§ **TASKS**:
**A)** In the NoSQL databases article, in which decade did commercial products such as Oracle, Informix, and IBM DB2 take off?
**B)** Turn the paragraph in the NoSQL databases article that starts "Databases enforce the ACID guarantees" into a short list that keeps its main facts.
**C)** Write the next part of the NoSQL databases article, starting after its last sentence.

Demystifying NoSQL Databases
Would BMW and Ferrari market their cars as “Not a Porsche” instead of “It is a BMW” and “It is a Ferrari”? Probably not. Interestingly, we see this kind of terminology for NoSQL databases, short for Not-Only-SQL-databases. The term covers a diverse set of database management systems that this article has a closer look at.
The Success of SQL Databases
The term NoSQL refers directly to SQL respectively relational databases. Their birth was in the 1970s with IBM’s research prototype System R. The commercial breakthrough came a few years later. It was in the 1980s when commercial products such as Oracle, Informix, and IBM DB2 took off. Two characteristics of SQL databases are relevant for understanding today’s NoSQL phenomenon:
- The relational, aka table-like, data model. Relational databases have a strictly enforced schema. It consists of tables with defined attributes and, potentially, additional constraints. Loading and processing data requires respecting this schema. Otherwise, the database rejects your command with an error message.
- Databases enforce the ACID guarantees: “A” stands for atomicity: a transaction (aka, a group of commands) is either executed completely or all effects are undone. “C” refers to consistency. At the end of a transaction, the database is (again) in a consistent state. The data fulfills all constraints and integrity requirements. “I” stands for isolation. Isolation guarantees that there is no interference with parallel transactions on the same data. “D” stands for durability. Once the database confirms the commit, all changes are stored persistently and cannot get lost.
SQL databases evolved over the years. While they are mature products, vendors such as Oracle, Microsoft, and IBM continue(d) to invest in innovative features such as scalability, ease of handling, automation, or other new and advanced features. Relational databases turned into object-relational in the late 1990s thereby preventing that the new object-oriented databases gained a relevant market share. The reality proved Stonebreaker’s famous statement to be correct: object-oriented databases are a zero-billion-dollar business.

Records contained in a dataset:
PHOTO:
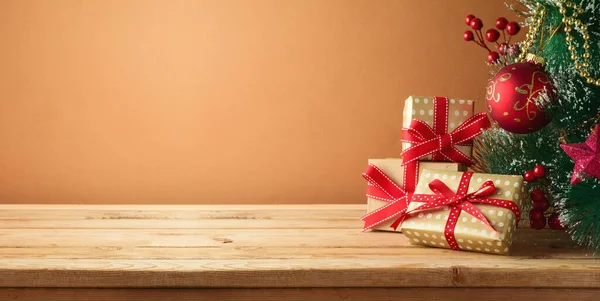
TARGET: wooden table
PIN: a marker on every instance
(269, 252)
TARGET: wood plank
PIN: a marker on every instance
(158, 253)
(198, 238)
(528, 243)
(315, 294)
(215, 237)
(497, 271)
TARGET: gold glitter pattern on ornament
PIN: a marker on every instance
(532, 95)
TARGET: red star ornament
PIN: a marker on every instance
(586, 156)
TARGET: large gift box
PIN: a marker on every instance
(464, 211)
(427, 119)
(386, 190)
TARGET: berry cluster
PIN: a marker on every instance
(493, 35)
(537, 215)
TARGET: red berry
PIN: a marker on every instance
(512, 28)
(539, 171)
(529, 176)
(492, 35)
(538, 195)
(493, 57)
(468, 35)
(476, 24)
(514, 50)
(501, 23)
(542, 205)
(502, 48)
(555, 223)
(468, 19)
(538, 224)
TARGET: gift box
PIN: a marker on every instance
(386, 184)
(442, 116)
(464, 211)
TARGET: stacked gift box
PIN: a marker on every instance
(429, 195)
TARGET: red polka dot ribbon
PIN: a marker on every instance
(381, 187)
(461, 200)
(436, 141)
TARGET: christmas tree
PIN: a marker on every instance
(545, 101)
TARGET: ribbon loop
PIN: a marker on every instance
(381, 187)
(437, 141)
(462, 201)
(445, 142)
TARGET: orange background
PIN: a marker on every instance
(222, 101)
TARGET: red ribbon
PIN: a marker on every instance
(461, 200)
(436, 141)
(381, 187)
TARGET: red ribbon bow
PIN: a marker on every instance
(381, 187)
(436, 141)
(461, 200)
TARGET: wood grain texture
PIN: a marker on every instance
(259, 247)
(292, 294)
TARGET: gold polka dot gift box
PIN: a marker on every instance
(442, 115)
(464, 211)
(387, 199)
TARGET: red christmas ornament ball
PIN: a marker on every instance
(555, 223)
(493, 57)
(537, 195)
(468, 19)
(501, 23)
(529, 177)
(492, 35)
(476, 24)
(513, 95)
(468, 35)
(502, 48)
(539, 171)
(513, 50)
(513, 28)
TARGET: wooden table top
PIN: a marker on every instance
(266, 246)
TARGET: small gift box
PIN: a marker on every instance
(388, 184)
(440, 129)
(464, 211)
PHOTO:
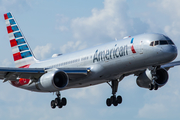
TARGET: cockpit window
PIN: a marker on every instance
(156, 43)
(170, 42)
(151, 44)
(161, 42)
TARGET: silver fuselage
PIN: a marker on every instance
(111, 60)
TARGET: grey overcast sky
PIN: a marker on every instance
(63, 26)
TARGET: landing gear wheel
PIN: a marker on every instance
(108, 102)
(155, 87)
(113, 99)
(151, 86)
(60, 105)
(57, 101)
(115, 103)
(53, 104)
(64, 101)
(119, 99)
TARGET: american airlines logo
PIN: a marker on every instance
(110, 53)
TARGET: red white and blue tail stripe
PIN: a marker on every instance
(22, 54)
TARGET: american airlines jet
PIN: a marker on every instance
(147, 56)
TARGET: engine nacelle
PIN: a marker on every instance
(52, 81)
(145, 78)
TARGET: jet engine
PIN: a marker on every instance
(52, 81)
(145, 78)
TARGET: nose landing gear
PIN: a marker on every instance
(58, 101)
(113, 99)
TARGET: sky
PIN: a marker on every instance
(64, 26)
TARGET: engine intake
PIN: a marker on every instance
(145, 78)
(52, 81)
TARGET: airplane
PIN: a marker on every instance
(148, 56)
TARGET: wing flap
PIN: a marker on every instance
(14, 74)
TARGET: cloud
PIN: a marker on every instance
(153, 111)
(62, 22)
(42, 52)
(71, 46)
(108, 23)
(15, 5)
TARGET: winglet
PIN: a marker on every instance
(22, 54)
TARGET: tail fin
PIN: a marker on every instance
(22, 54)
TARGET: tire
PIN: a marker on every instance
(151, 86)
(156, 87)
(108, 102)
(113, 99)
(119, 99)
(115, 103)
(53, 104)
(64, 101)
(57, 101)
(60, 105)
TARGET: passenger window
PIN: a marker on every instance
(156, 42)
(151, 44)
(170, 42)
(163, 42)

§ **ANSWERS**:
**A)** The 1980s.

**B)**
- Atomicity: a transaction is either carried out completely or all its effects are undone.
- Consistency: when a transaction ends, the database is in a consistent state and the data meets all constraints and integrity requirements.
- Isolation: parallel transactions on the same data do not interfere with each other.
- Durability: once the database confirms the commit, all changes are stored persistently and cannot be lost.

**C)**
At this time, new areas of data management such as CAD/CAM or spatial-temporal data and geographical information systems (GIS) challenged the traditional relational databases. The new and coming object-oriented databases were better suited for these areas. Still, they failed in the market. The traditional SQL database vendors absorbed the trend by implementing new features such as more flexible table structures, features for handling large documents (Character Large Objects / CLOBs), or binaries (Binary Large Objects / BLOBs). Will the same happen with NoSQL databases – a short hype and forgotten in some years? When I was at the Oracle OpenWorld in London in February 2020 that was their vision (and hope) – everything in their database to which more and more features are added.
Why NoSQL Databases Prosper
NoSQL databases started to catch attention from 2009/2010 onwards as Google trends illustrates (see Figure 1). Their success bases on providing fewer features than traditional databases, (mostly) not on providing new features. They are more lightweight, easy to deploy, and with no or different license fee models. Important trends are Key-Value Stores, and Document and Graph Databases plus highly scalable data processing engines.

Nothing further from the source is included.